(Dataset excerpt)
····················

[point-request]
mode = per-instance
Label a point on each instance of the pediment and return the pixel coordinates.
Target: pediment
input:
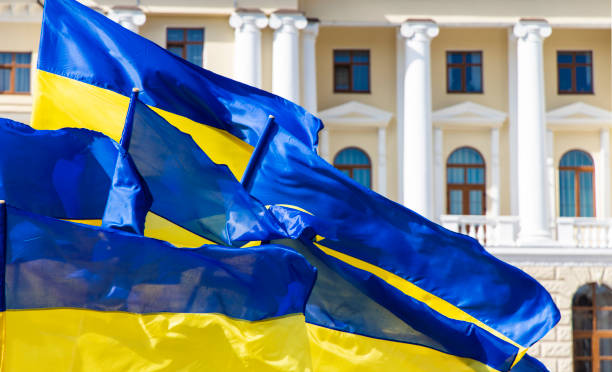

····················

- _Goal_
Repeat the data above word for word, leaving out the pictures.

- _Full response_
[point-request]
mode = per-instance
Label a point on each instance of the pediment and return the pixel coordinates.
Target: pediment
input:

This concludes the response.